Object location annotation data:
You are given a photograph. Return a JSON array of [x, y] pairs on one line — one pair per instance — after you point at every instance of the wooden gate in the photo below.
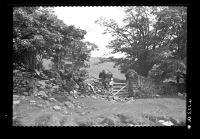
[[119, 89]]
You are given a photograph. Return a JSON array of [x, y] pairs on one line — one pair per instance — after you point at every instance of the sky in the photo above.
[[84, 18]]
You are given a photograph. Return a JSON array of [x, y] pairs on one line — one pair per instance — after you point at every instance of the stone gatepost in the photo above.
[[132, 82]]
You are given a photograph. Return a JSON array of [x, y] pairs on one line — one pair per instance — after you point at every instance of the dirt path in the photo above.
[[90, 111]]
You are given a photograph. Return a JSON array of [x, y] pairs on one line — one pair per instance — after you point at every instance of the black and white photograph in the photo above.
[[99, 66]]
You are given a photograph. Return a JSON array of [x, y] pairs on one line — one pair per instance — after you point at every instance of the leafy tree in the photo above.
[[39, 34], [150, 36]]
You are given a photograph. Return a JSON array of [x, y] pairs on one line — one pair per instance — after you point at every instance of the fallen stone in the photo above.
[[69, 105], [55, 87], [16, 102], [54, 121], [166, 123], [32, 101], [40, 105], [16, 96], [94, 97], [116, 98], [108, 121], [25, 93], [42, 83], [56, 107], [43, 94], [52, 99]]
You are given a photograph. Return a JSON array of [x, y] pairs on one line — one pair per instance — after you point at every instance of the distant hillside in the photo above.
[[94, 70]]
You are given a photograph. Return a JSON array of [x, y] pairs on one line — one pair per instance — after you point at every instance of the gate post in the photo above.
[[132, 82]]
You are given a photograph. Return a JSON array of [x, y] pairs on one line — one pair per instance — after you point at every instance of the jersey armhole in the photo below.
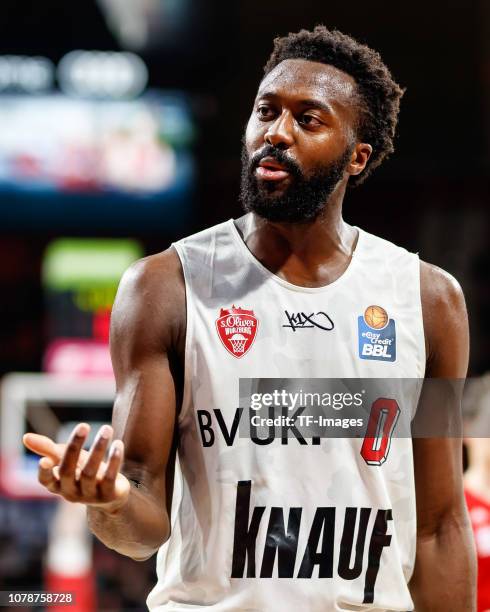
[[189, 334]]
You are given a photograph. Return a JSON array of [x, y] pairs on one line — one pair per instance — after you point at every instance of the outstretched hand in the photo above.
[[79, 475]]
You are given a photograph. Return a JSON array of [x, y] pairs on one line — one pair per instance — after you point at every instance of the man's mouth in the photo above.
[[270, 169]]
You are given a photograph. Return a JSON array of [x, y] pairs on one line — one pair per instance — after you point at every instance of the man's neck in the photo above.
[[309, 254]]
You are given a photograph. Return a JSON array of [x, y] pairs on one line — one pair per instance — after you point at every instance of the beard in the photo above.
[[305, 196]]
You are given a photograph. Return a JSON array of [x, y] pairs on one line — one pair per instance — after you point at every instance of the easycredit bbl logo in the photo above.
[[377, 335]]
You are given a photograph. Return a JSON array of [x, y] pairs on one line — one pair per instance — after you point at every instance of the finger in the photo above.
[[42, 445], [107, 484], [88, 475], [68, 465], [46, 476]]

> _What you should do_:
All preceding records should be duplicated verbatim, images excepted.

> _Correct result_:
You are given a photograph. Return a JSON array of [x, y] pairs on one line — one pair per instance — after you point at every instance of the wooden gate in the photo below.
[[119, 89]]
You are given a photograph. Return a JSON array of [x, y] pairs on one line — one pair per instance — after you point at every instance of the sky in the photo above.
[[84, 18]]
You are given a photograph. Return a JSON array of [x, y] pairs on one line — one pair per instance — after you point at every instance of the stone gatepost in the photo above.
[[132, 82]]
You are given a photograph. Return a JSON array of [x, y] pairs on one line — one pair per instance — after you point at every instance of the dirt path in the photo above.
[[90, 111]]
You are given a photograph. Return a JSON array of [x, y] pairs on one line — one pair per instance — after you point at every instance of the black and white photograph in the photo above.
[[99, 66]]
You are given a photograph. Return a JSON array of [x, y] pairs on one line — one pair per instance — after you point at every instance of the leafy tree in the photo above.
[[39, 34], [150, 36]]
You are given a photograph. Return a JSON array of [x, y] pairs on one line — one pair per instance — after you point at every instance of the fallen stone in the photo above.
[[69, 105], [55, 87], [16, 102], [54, 121], [166, 123], [32, 101], [40, 105], [16, 96], [94, 97], [116, 98], [108, 121], [25, 93], [42, 83], [56, 107], [43, 94], [52, 99]]
You are given a photograph. Return a JSON array of [x, y] pairs on one line — one pair per instance — after you point at every instance of the distant hillside in the photo above.
[[94, 70]]
You are given a photograph. Return a JSON array of [x, y] pairs on one line — one pair per instance — after you point at every instance of the gate post in the photo above.
[[132, 82]]
You are given a photograph. Return a JSON array of [x, y] pairs on one line — one pair per instance — after you point at every instance of the jersey armhole in the photo below.
[[189, 334]]
You are given a photograph. Return a JSON array of [x, y] pairs on one line — one pair per instance — after you point at every instance of the outstretched hand in the photo above.
[[79, 475]]
You are given a photograph. Return a JSON array of [x, y] pairs on one line — one pair per instance — after you point at every instance of the man's mouth in the photo above.
[[270, 169]]
You are given a photograph. Return a JSON array of [x, y] pairs on one line — one pair per instance — after you point at every instance of the man's neck in the photo above.
[[309, 254]]
You are given a photograph. Return a JSON array of [x, y] pairs on one line — one pair per instance — after you point at every instance of the beard in the photo above.
[[305, 196]]
You are given a photograph. Return a JSON array of [x, y] pairs on one line — one pair per instance — after you point at every instance of the easycredit bbl logo in the photo above.
[[377, 335]]
You are given a photograph. Return a JSON array of [x, y] pairs on one line — one pair per instance — after you point at every instance of the finger in the photo above.
[[42, 445], [107, 484], [88, 475], [68, 465], [46, 476]]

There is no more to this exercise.